### EXCERPT TO READ

The scope capture also shows solenoid current represented by the blue trace at the bottom of the image. This also shows when the transistor turns on and off. But the current capture provides some additional information that the voltage capture doesn’t.
For example, look at where the current peaks (point D). When the capture levels out, current is 2 amps. Now you can use Ohm’s Law to calculate solenoid circuit resistance accurately while the solenoid is actually doing its job.
This is a great dynamic test, as opposed to the inferior static test of measuring resistance with an ohmmeter. Using Ohm’s Law, you can use peak current and system voltage to calculate resistance while the solenoid was loaded.
An additional advantage to observing solenoid current is a mechanical indicator. By zooming in where the transistor turns on (figure 4), you can see the current ramp up, with a dip near the top (point E). This dip is known as the pintle bump.
Sometimes you can see the pintle bump in the voltage waveform, just after the transistor turns off, when the inductive spike bleeds back to nothing and the solenoid closes. The current capture is a better place to look for the pintle bump because it’s more obvious and you don’t need both to be visible. If the solenoid opens repeatedly, it must be closing, and vise versa.
In our Maxima, we now know that the solenoid, its wiring, and the TCM are good electrically and the solenoid is operating mechanically. By process of elimination the late shift has to be either a plugged solenoid (that can’t be determined with a scope) or an internal transmission problem.
These principles apply to engine-related solenoids, too. Figure 5 is a scope capture of a saturated driver fuel injector. To measure voltage (blue trace), the same rule applies: connect between the load and the switch.

######
### RECORD EXCERPTS

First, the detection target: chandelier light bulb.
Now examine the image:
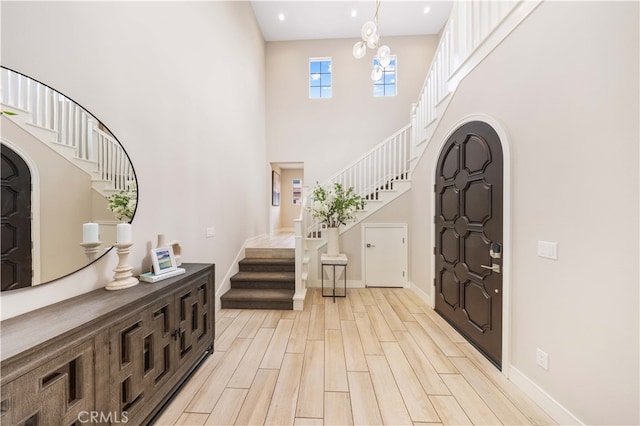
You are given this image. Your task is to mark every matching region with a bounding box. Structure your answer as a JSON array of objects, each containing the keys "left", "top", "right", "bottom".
[
  {"left": 376, "top": 45, "right": 391, "bottom": 68},
  {"left": 371, "top": 65, "right": 382, "bottom": 81},
  {"left": 353, "top": 41, "right": 367, "bottom": 59},
  {"left": 367, "top": 33, "right": 380, "bottom": 49},
  {"left": 362, "top": 21, "right": 378, "bottom": 42}
]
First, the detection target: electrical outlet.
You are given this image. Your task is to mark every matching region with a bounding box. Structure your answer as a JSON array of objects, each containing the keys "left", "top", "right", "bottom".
[
  {"left": 538, "top": 241, "right": 558, "bottom": 260},
  {"left": 536, "top": 348, "right": 549, "bottom": 370}
]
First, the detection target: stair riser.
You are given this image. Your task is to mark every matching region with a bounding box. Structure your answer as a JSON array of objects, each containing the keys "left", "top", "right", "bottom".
[
  {"left": 231, "top": 280, "right": 296, "bottom": 290},
  {"left": 244, "top": 247, "right": 296, "bottom": 259},
  {"left": 239, "top": 262, "right": 296, "bottom": 272},
  {"left": 221, "top": 300, "right": 293, "bottom": 311}
]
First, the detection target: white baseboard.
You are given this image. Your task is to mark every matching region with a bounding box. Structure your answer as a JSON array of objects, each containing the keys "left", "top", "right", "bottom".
[
  {"left": 408, "top": 281, "right": 433, "bottom": 308},
  {"left": 509, "top": 366, "right": 584, "bottom": 425}
]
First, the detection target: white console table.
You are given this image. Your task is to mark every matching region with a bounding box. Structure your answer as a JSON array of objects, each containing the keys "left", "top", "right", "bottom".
[{"left": 320, "top": 253, "right": 349, "bottom": 303}]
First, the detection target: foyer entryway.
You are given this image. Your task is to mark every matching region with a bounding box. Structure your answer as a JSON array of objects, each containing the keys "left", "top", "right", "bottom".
[{"left": 434, "top": 121, "right": 503, "bottom": 367}]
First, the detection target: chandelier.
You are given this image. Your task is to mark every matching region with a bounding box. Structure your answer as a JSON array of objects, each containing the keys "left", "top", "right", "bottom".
[{"left": 353, "top": 0, "right": 391, "bottom": 81}]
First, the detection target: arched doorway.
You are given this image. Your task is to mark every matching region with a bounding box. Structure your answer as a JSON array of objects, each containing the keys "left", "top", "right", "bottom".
[
  {"left": 0, "top": 144, "right": 33, "bottom": 290},
  {"left": 435, "top": 121, "right": 504, "bottom": 367}
]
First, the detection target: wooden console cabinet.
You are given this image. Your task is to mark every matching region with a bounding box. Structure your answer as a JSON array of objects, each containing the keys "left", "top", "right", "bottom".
[{"left": 0, "top": 264, "right": 215, "bottom": 426}]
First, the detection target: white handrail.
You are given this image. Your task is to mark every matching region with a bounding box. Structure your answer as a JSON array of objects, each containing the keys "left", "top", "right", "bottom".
[
  {"left": 302, "top": 124, "right": 412, "bottom": 238},
  {"left": 412, "top": 0, "right": 524, "bottom": 146},
  {"left": 0, "top": 68, "right": 135, "bottom": 190}
]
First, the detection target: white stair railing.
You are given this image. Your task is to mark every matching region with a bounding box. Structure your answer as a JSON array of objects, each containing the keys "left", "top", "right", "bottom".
[
  {"left": 412, "top": 0, "right": 541, "bottom": 149},
  {"left": 303, "top": 124, "right": 411, "bottom": 238},
  {"left": 0, "top": 68, "right": 135, "bottom": 190}
]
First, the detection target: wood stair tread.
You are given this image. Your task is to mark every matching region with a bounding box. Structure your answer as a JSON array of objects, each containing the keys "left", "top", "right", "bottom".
[
  {"left": 238, "top": 257, "right": 296, "bottom": 265},
  {"left": 231, "top": 271, "right": 296, "bottom": 281},
  {"left": 220, "top": 288, "right": 294, "bottom": 302}
]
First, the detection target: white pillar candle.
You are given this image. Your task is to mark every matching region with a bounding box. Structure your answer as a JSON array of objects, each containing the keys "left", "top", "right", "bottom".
[
  {"left": 82, "top": 223, "right": 100, "bottom": 243},
  {"left": 116, "top": 223, "right": 133, "bottom": 244}
]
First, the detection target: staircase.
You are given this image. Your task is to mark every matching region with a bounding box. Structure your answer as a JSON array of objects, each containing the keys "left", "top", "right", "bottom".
[
  {"left": 220, "top": 248, "right": 295, "bottom": 310},
  {"left": 294, "top": 0, "right": 542, "bottom": 310},
  {"left": 0, "top": 67, "right": 135, "bottom": 196}
]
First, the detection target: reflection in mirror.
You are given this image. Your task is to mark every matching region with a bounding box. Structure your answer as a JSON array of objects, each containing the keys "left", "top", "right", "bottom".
[{"left": 0, "top": 67, "right": 137, "bottom": 291}]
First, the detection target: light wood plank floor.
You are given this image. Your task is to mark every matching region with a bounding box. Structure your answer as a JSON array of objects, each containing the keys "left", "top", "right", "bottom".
[{"left": 156, "top": 288, "right": 554, "bottom": 425}]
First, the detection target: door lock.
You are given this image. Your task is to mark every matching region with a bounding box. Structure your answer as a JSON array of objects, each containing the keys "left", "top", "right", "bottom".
[
  {"left": 480, "top": 264, "right": 500, "bottom": 274},
  {"left": 489, "top": 243, "right": 502, "bottom": 259}
]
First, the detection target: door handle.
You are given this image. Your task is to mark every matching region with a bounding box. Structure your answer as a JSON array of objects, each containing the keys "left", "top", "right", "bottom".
[
  {"left": 480, "top": 264, "right": 500, "bottom": 274},
  {"left": 489, "top": 243, "right": 502, "bottom": 259}
]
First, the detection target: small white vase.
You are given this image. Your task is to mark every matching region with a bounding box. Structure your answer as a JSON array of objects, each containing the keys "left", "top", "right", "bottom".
[{"left": 327, "top": 228, "right": 340, "bottom": 256}]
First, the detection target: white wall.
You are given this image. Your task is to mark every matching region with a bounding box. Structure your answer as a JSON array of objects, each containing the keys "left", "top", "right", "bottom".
[
  {"left": 1, "top": 2, "right": 270, "bottom": 318},
  {"left": 266, "top": 34, "right": 437, "bottom": 187},
  {"left": 410, "top": 2, "right": 640, "bottom": 424}
]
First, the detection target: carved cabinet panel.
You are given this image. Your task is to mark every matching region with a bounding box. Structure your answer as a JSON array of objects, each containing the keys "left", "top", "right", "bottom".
[
  {"left": 0, "top": 264, "right": 215, "bottom": 426},
  {"left": 0, "top": 341, "right": 94, "bottom": 426},
  {"left": 109, "top": 272, "right": 213, "bottom": 424}
]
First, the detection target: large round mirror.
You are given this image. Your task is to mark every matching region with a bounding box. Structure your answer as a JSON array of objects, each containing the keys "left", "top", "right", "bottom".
[{"left": 0, "top": 67, "right": 137, "bottom": 291}]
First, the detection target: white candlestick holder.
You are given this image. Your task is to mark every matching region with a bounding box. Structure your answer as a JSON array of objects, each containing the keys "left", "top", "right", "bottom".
[
  {"left": 80, "top": 241, "right": 102, "bottom": 262},
  {"left": 105, "top": 243, "right": 139, "bottom": 290}
]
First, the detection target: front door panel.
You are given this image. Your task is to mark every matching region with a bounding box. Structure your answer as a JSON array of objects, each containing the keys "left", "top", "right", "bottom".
[{"left": 435, "top": 121, "right": 503, "bottom": 366}]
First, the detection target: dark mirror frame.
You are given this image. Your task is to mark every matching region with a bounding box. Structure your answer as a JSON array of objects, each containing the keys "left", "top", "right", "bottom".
[{"left": 0, "top": 66, "right": 139, "bottom": 291}]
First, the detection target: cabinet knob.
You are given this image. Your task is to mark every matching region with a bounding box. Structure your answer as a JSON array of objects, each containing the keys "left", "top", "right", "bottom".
[{"left": 172, "top": 327, "right": 182, "bottom": 340}]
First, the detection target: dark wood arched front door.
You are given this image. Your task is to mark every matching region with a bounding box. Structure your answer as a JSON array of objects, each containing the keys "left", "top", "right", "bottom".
[
  {"left": 435, "top": 121, "right": 503, "bottom": 367},
  {"left": 0, "top": 144, "right": 33, "bottom": 290}
]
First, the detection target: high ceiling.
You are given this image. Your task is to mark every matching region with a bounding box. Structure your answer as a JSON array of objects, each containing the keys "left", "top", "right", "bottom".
[{"left": 251, "top": 0, "right": 453, "bottom": 41}]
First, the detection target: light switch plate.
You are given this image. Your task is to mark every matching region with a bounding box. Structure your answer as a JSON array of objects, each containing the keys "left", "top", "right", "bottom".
[{"left": 538, "top": 241, "right": 558, "bottom": 260}]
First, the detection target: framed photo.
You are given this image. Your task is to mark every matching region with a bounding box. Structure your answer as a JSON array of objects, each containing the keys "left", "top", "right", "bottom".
[
  {"left": 271, "top": 170, "right": 280, "bottom": 206},
  {"left": 151, "top": 247, "right": 177, "bottom": 275}
]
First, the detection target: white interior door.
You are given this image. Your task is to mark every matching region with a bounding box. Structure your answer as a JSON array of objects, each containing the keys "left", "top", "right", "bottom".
[{"left": 363, "top": 224, "right": 407, "bottom": 287}]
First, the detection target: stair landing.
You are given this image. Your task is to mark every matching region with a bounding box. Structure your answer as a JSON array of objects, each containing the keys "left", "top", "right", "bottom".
[{"left": 244, "top": 230, "right": 296, "bottom": 259}]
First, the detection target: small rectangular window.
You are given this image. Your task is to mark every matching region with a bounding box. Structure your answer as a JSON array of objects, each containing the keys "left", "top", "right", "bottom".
[
  {"left": 373, "top": 56, "right": 397, "bottom": 97},
  {"left": 309, "top": 58, "right": 332, "bottom": 99}
]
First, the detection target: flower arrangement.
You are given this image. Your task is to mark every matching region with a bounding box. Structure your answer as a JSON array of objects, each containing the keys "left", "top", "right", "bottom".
[
  {"left": 107, "top": 181, "right": 138, "bottom": 222},
  {"left": 307, "top": 182, "right": 365, "bottom": 228}
]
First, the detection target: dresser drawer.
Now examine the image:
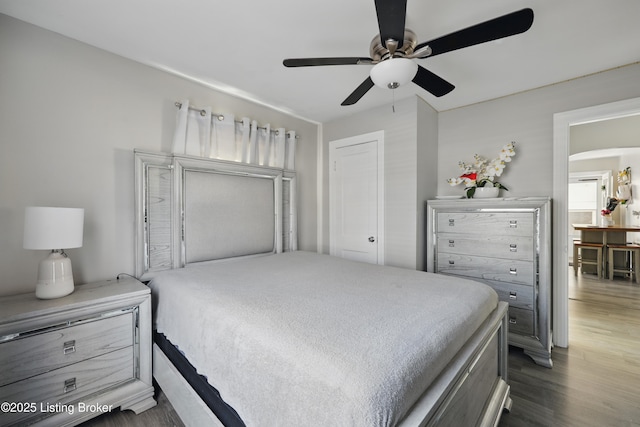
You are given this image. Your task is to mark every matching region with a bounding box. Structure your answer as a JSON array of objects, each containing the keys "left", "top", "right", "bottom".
[
  {"left": 485, "top": 280, "right": 535, "bottom": 310},
  {"left": 0, "top": 312, "right": 134, "bottom": 386},
  {"left": 437, "top": 252, "right": 534, "bottom": 286},
  {"left": 509, "top": 306, "right": 535, "bottom": 336},
  {"left": 436, "top": 212, "right": 534, "bottom": 236},
  {"left": 0, "top": 346, "right": 135, "bottom": 425},
  {"left": 437, "top": 233, "right": 534, "bottom": 261}
]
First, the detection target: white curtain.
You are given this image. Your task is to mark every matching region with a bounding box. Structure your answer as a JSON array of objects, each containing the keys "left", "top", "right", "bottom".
[{"left": 172, "top": 100, "right": 296, "bottom": 170}]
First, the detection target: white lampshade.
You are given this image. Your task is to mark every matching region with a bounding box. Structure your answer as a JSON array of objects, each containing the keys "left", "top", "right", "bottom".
[
  {"left": 24, "top": 206, "right": 84, "bottom": 249},
  {"left": 23, "top": 207, "right": 84, "bottom": 299},
  {"left": 369, "top": 58, "right": 418, "bottom": 89}
]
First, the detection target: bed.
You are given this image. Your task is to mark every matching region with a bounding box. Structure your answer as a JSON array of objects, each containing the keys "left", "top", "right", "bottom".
[{"left": 135, "top": 151, "right": 511, "bottom": 426}]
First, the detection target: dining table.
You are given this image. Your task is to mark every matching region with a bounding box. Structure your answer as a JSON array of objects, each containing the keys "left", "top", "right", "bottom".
[{"left": 572, "top": 224, "right": 640, "bottom": 276}]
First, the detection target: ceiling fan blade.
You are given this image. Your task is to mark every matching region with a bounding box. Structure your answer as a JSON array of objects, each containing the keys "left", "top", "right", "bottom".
[
  {"left": 415, "top": 8, "right": 533, "bottom": 58},
  {"left": 340, "top": 77, "right": 373, "bottom": 106},
  {"left": 413, "top": 65, "right": 455, "bottom": 97},
  {"left": 375, "top": 0, "right": 407, "bottom": 48},
  {"left": 282, "top": 57, "right": 373, "bottom": 67}
]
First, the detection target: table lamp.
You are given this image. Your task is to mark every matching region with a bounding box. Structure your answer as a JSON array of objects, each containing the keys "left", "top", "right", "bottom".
[{"left": 24, "top": 206, "right": 84, "bottom": 299}]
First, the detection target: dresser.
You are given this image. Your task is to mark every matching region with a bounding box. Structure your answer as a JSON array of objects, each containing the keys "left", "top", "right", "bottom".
[
  {"left": 0, "top": 278, "right": 156, "bottom": 426},
  {"left": 425, "top": 197, "right": 552, "bottom": 368}
]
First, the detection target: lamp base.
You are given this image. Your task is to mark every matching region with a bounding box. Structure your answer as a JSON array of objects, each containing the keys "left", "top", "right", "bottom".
[{"left": 36, "top": 251, "right": 74, "bottom": 299}]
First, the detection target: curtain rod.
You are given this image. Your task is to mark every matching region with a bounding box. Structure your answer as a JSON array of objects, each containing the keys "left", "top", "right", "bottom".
[{"left": 174, "top": 101, "right": 298, "bottom": 139}]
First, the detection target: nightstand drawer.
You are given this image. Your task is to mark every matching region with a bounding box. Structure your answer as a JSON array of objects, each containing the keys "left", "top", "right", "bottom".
[
  {"left": 0, "top": 346, "right": 135, "bottom": 425},
  {"left": 0, "top": 311, "right": 134, "bottom": 386}
]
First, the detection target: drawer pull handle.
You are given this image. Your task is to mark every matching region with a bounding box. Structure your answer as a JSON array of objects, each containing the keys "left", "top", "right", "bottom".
[
  {"left": 62, "top": 340, "right": 76, "bottom": 354},
  {"left": 64, "top": 378, "right": 76, "bottom": 393}
]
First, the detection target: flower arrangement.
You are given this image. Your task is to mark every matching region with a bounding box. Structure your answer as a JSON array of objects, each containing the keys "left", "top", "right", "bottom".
[
  {"left": 600, "top": 197, "right": 618, "bottom": 217},
  {"left": 617, "top": 166, "right": 631, "bottom": 205},
  {"left": 447, "top": 142, "right": 516, "bottom": 199}
]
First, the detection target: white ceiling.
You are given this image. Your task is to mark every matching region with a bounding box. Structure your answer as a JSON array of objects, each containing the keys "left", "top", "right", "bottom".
[{"left": 0, "top": 0, "right": 640, "bottom": 122}]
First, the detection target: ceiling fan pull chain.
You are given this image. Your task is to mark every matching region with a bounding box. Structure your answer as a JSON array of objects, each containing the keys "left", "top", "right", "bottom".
[{"left": 391, "top": 89, "right": 396, "bottom": 114}]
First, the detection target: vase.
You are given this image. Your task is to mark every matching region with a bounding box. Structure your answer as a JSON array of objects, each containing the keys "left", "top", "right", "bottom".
[{"left": 473, "top": 187, "right": 500, "bottom": 199}]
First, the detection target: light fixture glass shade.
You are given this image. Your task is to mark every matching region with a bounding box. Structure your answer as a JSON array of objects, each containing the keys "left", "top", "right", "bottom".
[
  {"left": 23, "top": 207, "right": 84, "bottom": 299},
  {"left": 369, "top": 58, "right": 418, "bottom": 89}
]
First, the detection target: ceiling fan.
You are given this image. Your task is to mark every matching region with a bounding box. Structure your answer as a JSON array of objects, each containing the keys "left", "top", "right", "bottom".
[{"left": 283, "top": 0, "right": 533, "bottom": 105}]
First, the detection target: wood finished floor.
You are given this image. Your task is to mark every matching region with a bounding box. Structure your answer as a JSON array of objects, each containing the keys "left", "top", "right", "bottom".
[
  {"left": 82, "top": 270, "right": 640, "bottom": 427},
  {"left": 500, "top": 271, "right": 640, "bottom": 427}
]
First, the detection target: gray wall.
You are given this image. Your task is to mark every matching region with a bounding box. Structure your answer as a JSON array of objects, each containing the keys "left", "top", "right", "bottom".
[
  {"left": 438, "top": 63, "right": 640, "bottom": 197},
  {"left": 0, "top": 15, "right": 318, "bottom": 295},
  {"left": 322, "top": 97, "right": 438, "bottom": 269}
]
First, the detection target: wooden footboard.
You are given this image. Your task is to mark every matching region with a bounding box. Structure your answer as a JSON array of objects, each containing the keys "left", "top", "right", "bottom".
[
  {"left": 153, "top": 302, "right": 511, "bottom": 427},
  {"left": 399, "top": 302, "right": 511, "bottom": 427}
]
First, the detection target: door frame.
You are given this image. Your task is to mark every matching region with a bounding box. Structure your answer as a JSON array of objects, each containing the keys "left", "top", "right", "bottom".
[
  {"left": 552, "top": 98, "right": 640, "bottom": 347},
  {"left": 329, "top": 130, "right": 385, "bottom": 265}
]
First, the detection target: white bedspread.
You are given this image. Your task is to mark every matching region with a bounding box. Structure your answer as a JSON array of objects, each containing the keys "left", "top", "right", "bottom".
[{"left": 150, "top": 252, "right": 498, "bottom": 427}]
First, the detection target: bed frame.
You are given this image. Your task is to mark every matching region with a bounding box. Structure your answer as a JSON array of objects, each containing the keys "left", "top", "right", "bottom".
[{"left": 134, "top": 150, "right": 511, "bottom": 427}]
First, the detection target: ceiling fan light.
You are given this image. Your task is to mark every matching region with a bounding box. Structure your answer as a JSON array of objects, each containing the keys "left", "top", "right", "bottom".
[{"left": 369, "top": 58, "right": 418, "bottom": 89}]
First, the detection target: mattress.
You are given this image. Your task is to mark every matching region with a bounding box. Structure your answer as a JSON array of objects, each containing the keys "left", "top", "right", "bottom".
[{"left": 149, "top": 251, "right": 498, "bottom": 427}]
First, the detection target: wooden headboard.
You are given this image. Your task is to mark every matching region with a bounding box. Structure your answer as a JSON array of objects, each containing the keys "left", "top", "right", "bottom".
[{"left": 134, "top": 150, "right": 297, "bottom": 278}]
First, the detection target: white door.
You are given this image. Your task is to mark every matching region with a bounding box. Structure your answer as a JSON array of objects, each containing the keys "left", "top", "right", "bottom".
[{"left": 329, "top": 132, "right": 384, "bottom": 264}]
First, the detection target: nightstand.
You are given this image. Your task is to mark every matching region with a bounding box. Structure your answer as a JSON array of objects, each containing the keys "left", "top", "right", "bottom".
[{"left": 0, "top": 278, "right": 156, "bottom": 426}]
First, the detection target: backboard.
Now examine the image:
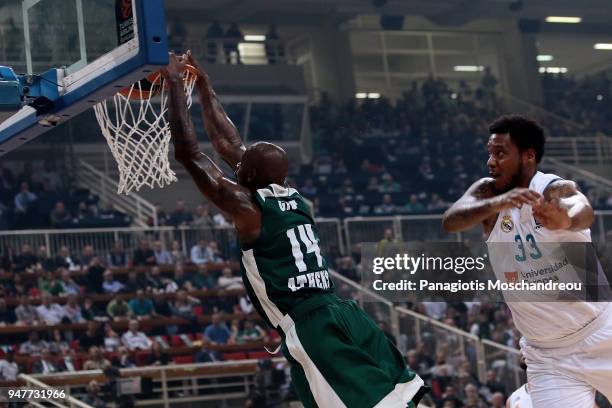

######

From the text on solenoid scope captures, list every component that the Maxima diagnosis says is now known to be good electrically.

- The solenoid
- The solenoid's wiring
- The TCM